**Exercise objective:** Extract every line of the records that contains the word "mountain", and treat uppercase and lowercase as different.

**Extracted entries:**
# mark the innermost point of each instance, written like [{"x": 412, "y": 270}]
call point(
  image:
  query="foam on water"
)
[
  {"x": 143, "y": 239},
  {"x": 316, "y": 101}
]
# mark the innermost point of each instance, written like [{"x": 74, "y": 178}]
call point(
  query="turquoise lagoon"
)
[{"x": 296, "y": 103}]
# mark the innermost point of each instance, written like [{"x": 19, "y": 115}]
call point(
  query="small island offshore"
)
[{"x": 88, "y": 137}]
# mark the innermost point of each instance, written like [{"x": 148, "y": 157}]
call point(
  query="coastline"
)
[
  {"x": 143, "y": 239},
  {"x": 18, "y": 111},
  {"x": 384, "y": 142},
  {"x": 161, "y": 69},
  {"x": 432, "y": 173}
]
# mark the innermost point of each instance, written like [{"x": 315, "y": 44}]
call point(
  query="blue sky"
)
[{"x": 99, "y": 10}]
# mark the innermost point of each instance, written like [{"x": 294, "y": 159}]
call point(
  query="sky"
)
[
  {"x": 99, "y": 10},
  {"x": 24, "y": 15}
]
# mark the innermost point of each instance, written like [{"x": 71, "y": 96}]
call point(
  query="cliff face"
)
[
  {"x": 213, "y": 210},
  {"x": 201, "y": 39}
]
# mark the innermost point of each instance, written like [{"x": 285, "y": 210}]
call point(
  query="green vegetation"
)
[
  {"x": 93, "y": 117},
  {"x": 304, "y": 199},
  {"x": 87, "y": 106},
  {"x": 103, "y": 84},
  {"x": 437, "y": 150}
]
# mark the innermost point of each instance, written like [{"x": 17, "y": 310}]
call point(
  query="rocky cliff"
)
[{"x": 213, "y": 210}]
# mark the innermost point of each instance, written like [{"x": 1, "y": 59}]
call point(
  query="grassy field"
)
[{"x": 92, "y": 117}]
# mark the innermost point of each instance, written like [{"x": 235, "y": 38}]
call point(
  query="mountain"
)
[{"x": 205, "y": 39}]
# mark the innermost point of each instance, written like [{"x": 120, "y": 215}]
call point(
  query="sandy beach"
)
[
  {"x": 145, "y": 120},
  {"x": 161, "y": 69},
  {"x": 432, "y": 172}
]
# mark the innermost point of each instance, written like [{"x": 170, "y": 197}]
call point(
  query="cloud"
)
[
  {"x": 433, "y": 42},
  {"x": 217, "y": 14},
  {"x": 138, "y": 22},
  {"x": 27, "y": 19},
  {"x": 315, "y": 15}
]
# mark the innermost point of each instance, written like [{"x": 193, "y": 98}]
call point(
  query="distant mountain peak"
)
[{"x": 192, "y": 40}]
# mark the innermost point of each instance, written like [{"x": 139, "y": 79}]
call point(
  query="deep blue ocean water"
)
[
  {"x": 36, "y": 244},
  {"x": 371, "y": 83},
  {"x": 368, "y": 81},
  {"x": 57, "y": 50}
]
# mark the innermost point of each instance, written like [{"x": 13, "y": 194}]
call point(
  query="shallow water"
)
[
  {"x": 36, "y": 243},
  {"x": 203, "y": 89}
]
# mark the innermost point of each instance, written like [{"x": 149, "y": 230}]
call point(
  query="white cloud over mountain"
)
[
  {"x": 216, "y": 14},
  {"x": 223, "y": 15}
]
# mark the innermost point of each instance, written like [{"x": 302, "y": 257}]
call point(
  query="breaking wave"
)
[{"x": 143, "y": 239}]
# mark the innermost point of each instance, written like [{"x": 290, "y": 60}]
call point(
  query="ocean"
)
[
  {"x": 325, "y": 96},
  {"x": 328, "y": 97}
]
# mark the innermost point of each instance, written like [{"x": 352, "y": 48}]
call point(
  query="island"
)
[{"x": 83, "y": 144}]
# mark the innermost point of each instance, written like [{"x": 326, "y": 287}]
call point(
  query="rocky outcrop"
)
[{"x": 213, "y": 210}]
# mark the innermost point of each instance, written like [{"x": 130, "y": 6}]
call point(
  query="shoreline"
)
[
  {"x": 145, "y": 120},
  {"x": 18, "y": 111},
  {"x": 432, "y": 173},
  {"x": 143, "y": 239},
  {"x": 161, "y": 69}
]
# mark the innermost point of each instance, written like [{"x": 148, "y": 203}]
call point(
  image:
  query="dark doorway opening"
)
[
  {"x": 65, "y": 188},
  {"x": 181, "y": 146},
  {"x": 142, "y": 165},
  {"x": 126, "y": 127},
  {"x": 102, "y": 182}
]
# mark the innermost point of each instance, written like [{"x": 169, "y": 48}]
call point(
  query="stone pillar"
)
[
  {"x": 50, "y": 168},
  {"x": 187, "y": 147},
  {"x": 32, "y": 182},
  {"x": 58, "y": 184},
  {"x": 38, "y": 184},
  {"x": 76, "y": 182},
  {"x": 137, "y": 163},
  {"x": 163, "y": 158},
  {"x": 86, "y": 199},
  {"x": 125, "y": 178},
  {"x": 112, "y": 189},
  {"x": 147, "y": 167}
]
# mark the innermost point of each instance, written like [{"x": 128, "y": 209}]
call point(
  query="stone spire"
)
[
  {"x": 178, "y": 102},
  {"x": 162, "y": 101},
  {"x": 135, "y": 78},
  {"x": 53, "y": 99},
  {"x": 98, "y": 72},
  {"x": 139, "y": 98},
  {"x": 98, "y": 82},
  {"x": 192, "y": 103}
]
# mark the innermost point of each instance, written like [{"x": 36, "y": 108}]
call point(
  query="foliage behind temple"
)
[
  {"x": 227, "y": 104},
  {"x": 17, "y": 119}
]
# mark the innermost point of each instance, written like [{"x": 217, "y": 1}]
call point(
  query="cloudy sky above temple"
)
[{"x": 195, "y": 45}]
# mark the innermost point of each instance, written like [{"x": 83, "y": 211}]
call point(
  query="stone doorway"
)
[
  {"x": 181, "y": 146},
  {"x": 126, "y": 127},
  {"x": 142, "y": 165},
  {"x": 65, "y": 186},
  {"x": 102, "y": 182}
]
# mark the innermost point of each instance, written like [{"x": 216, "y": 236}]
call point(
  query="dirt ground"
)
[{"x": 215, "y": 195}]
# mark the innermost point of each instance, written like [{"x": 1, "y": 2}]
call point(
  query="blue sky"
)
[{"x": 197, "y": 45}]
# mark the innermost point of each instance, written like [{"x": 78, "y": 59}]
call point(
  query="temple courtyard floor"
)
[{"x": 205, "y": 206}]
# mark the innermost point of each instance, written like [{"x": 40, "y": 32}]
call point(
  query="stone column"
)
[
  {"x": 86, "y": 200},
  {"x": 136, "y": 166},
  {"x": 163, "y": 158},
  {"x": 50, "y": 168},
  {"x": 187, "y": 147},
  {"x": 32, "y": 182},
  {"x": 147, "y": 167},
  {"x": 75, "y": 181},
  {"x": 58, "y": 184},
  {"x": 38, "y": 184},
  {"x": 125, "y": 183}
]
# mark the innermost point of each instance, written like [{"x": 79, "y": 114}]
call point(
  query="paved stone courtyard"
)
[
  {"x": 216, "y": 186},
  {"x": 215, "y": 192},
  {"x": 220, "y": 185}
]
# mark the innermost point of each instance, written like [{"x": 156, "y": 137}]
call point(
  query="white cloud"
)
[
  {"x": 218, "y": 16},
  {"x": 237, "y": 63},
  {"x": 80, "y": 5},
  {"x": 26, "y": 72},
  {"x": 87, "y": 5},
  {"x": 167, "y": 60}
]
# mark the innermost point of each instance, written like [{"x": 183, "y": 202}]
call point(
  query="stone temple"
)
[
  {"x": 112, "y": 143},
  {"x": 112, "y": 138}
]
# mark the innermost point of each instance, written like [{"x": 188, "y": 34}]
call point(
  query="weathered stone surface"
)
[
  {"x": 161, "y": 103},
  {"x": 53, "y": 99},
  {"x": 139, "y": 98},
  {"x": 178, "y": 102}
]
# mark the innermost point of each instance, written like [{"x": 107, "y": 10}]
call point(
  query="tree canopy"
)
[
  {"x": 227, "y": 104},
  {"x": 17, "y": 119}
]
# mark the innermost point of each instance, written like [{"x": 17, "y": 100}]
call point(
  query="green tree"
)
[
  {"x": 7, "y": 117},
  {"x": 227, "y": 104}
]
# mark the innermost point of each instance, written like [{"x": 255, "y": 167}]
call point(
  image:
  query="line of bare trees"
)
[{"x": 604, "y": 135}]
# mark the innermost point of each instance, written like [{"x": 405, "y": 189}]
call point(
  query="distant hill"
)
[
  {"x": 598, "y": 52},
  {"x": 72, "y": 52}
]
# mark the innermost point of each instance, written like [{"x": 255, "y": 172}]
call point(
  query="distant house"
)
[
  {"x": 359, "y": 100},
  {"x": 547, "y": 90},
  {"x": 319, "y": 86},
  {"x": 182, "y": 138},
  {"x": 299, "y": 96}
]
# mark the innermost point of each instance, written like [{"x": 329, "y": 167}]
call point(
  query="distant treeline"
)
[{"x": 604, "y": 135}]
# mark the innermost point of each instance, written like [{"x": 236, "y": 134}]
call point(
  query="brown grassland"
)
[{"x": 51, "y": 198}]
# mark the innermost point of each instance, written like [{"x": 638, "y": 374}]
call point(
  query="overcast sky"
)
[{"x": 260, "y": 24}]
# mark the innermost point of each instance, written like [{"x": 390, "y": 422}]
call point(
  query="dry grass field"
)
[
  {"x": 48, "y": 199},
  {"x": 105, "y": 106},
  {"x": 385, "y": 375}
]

**Written response:**
  query="mountain"
  query="distant mountain peak"
  query="white cloud over mountain"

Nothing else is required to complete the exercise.